Things to do =
**1)** According to the press release about Key Retirement and Elder, what is the total amount spent each year on domiciliary care in the UK?
**2)** Carry on the press release about Key Retirement and Elder, picking up right after its last sentence.

Document section =

----

KEY EXPANDS WITH LIVE-IN CARE PROVIDER LINK
  • Elder aims to make live-in care available to all
  • Pensioners pay more than £700 million a year from their own funds for care at home

Key Retirement is linking with leading live-in care provider Elder as it expands the range of options for advisers supporting retired clients.

Elder, which provides advice on all aspects of live-in care including support on Social Services funding, is offering the Live-in Care Funding Plan through Key as part of its focus on making live-in care available to more customers.

Live-in care offered by Elder, which has a nationwide network of carers, includes 24-hour care, home help support and specialist dementia care as well as advice and information at www.elder.org

Currently around 873,500* people receive home care with local authorities and Health and Social Care Trusts providing around £3.83 billion of the total £4.62 billion spent a year on domiciliary care in the UK. But that still leaves pensioners needing home care to find more than £700 million a year to afford care in the home.

Around 50,000* pensioners had to sell their homes last year to pay for residential care even though 97% of people say they don’t want to move into a care home in old age.

Key’s link with Elder will mean lifetime mortgages will be offered as part of the range of options to enable retired homeowners to remain in their house and retain their independence. Advisers can access support through equity release referral service Key Partnerships.

----

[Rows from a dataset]

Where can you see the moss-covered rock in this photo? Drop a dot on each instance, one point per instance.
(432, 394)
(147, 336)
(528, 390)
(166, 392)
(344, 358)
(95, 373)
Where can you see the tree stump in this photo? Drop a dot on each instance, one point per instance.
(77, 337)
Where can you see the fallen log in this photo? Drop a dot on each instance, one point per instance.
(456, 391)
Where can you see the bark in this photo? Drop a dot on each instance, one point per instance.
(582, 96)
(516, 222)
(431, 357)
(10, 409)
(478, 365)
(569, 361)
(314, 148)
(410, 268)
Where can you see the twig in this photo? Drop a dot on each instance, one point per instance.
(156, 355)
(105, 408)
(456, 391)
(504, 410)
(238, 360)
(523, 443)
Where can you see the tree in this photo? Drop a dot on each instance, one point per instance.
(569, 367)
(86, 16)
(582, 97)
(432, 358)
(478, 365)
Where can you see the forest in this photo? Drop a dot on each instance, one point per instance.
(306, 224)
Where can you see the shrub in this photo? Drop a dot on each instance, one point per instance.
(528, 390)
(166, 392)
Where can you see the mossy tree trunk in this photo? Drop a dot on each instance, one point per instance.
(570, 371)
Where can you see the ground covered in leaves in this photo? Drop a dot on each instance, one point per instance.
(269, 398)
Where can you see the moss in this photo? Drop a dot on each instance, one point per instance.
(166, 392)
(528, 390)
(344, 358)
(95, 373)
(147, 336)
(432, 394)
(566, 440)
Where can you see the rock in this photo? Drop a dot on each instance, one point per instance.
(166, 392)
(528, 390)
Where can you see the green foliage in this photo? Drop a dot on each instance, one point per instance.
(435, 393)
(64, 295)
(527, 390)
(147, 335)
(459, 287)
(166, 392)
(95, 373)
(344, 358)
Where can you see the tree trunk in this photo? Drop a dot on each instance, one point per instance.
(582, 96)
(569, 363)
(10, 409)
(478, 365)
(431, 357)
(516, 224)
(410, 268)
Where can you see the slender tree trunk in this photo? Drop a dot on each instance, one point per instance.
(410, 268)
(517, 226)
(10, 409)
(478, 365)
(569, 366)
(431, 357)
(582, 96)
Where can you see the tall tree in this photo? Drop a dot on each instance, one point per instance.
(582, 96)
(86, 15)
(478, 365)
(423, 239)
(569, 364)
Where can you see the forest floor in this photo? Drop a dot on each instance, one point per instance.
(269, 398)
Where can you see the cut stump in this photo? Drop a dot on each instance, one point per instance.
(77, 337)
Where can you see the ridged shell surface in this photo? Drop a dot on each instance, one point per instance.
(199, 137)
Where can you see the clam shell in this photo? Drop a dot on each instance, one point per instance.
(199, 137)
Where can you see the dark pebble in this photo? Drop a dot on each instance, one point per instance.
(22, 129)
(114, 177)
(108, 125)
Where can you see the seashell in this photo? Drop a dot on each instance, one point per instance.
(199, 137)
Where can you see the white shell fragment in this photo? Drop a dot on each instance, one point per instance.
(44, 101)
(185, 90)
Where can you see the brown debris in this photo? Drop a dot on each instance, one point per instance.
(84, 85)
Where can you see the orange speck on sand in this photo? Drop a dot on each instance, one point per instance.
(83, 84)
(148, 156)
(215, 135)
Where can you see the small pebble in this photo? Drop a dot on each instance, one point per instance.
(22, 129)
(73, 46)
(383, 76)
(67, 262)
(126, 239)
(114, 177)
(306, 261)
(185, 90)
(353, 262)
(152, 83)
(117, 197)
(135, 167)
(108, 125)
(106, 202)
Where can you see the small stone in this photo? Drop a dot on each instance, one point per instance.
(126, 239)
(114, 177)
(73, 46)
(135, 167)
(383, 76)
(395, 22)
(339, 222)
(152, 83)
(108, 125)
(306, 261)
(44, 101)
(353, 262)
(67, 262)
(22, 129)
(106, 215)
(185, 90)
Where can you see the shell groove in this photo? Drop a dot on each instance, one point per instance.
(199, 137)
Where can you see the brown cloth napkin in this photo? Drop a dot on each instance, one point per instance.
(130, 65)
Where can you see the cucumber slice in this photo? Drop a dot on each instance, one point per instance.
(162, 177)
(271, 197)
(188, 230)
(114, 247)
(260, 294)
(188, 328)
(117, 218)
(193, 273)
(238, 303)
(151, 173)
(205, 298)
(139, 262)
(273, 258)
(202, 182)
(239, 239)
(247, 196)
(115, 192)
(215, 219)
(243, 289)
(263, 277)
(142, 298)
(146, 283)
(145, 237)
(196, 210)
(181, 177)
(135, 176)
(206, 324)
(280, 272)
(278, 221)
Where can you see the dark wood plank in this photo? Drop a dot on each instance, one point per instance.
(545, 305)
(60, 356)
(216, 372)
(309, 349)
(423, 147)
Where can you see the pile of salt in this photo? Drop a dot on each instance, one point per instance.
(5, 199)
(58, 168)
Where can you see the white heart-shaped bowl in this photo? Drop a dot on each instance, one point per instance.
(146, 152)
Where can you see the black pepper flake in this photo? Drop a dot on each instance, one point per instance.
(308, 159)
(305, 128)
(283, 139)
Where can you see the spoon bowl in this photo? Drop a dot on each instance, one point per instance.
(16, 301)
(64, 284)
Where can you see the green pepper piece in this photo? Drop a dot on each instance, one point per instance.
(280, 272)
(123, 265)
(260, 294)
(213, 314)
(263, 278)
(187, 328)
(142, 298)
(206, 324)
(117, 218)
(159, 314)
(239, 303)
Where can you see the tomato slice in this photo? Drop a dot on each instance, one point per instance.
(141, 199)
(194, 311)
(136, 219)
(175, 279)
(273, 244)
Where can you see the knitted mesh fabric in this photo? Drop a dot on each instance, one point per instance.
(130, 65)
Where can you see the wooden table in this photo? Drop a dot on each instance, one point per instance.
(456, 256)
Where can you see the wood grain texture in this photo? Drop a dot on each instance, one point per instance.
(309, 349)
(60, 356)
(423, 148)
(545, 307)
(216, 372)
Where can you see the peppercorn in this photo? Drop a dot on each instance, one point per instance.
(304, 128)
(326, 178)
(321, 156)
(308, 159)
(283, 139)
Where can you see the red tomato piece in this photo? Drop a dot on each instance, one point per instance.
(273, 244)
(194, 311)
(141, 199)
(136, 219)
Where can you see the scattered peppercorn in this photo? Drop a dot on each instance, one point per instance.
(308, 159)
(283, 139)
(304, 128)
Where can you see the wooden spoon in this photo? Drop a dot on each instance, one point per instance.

----

Answers by task =
**1)** £4.62 billion a year.

**2)**
Dean Mirfin, Chief Product Officer at Key Retirement, said: “For far too long live-in care has been for the wealthy even though millions of pensioners with equity tied up in their homes could fund live-in care through equity release.

“We are pleased to be working with Elder to provide expert advice to enable older homeowners to receive valuable live-in-care at home.”

Pete Dowds, co-founder of Elder, said: “Most of us dread the idea of going to a care home and, even worse, the idea of paying as much as £2,000 a week for the privilege.

“We want live-in care, a service that was historically exclusive, to be available to all. It can usually be funded more simply than people realise and we believe the market for utilising home equity in this way is huge.”

Elder estimates live-in care costs around £770 a week while pensioners funding residential care privately can pay as much as £2,000 a week. The median admission period to death for a residential care home customer is 15 months.

The likelihood that pensioners will need some form of care is high – Government data*** shows the average 65-year-old can expect to live for 18-and-a-half years but will only be in good health for 10.3 years.